**GIVEN INSTRUCTION**.
Please reproduce the listing below word for word, copying every line from start to finish.

**SOURCE RECORDS**.

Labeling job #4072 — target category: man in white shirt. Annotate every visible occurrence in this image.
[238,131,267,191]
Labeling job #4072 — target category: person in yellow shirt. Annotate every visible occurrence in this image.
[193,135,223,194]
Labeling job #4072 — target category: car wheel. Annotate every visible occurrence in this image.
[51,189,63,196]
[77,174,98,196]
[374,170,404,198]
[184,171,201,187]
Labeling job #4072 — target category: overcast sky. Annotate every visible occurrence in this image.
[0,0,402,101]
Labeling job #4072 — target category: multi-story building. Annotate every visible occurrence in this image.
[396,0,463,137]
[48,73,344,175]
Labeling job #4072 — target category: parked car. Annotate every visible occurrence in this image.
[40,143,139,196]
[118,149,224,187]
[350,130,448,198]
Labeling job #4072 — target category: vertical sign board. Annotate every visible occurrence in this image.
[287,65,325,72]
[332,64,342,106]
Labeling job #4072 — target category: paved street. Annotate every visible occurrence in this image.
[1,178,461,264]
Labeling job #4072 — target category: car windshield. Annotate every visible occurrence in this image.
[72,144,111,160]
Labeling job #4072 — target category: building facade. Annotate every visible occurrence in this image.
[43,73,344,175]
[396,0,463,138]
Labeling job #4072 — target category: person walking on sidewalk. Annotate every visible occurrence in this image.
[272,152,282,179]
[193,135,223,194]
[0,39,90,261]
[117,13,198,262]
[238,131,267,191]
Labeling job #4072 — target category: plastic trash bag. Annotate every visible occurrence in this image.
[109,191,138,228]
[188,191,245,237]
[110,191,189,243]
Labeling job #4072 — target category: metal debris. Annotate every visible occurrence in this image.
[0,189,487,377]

**EXERCISE ANSWER**.
Labeling job #4072 — target category: man in white shirt. Annotate every visible occurrence in this image.
[238,131,267,191]
Labeling job #4072 — target category: person in yellow shirt. Annotate every visible occurrence in this image.
[193,135,223,194]
Labeling job #4072 — target category: car wheel. Annotate every visible occurrence in this image.
[51,189,63,196]
[77,174,98,196]
[374,170,404,198]
[184,171,201,187]
Labeling job #4072 — target category: overcast sky. Annotate every visible occurrence in this image.
[0,0,402,101]
Labeling job #4072 — target category: multi-story building. Annotate every visible occurrence in this image.
[396,0,463,137]
[48,73,344,175]
Labeling job #4072 — target category: parked car. Annotate every visible occurrence in this image.
[40,143,139,196]
[118,149,224,187]
[350,130,448,198]
Labeling job #4072 — target category: vertical sign board. Annotate every visible occurrence in this image.
[287,65,325,72]
[332,64,342,106]
Labeling job #4072 — target category: paved street. Annotate every visible occurrence in this image.
[1,178,461,264]
Labeling job #4072 — target category: car windshield. Annotate every visible occurrence in this image.
[72,144,111,160]
Labeling job #4072 — target category: building facade. Annotate every visible occurrence in this image.
[43,73,344,175]
[396,0,463,138]
Labeling job #4072 — target category: person walking on sidewalk. Annotate every visible occurrence in this image.
[272,152,282,179]
[193,135,223,194]
[0,39,90,261]
[117,13,198,262]
[238,131,267,191]
Labeling job #4072 — target category: plastic trash bag. Annotate every visible occurrence in this image.
[109,191,138,228]
[188,191,245,237]
[110,191,189,243]
Labeling job #4072 — target category: metal debris. Annotate every visible occurrence in this image.
[0,189,487,377]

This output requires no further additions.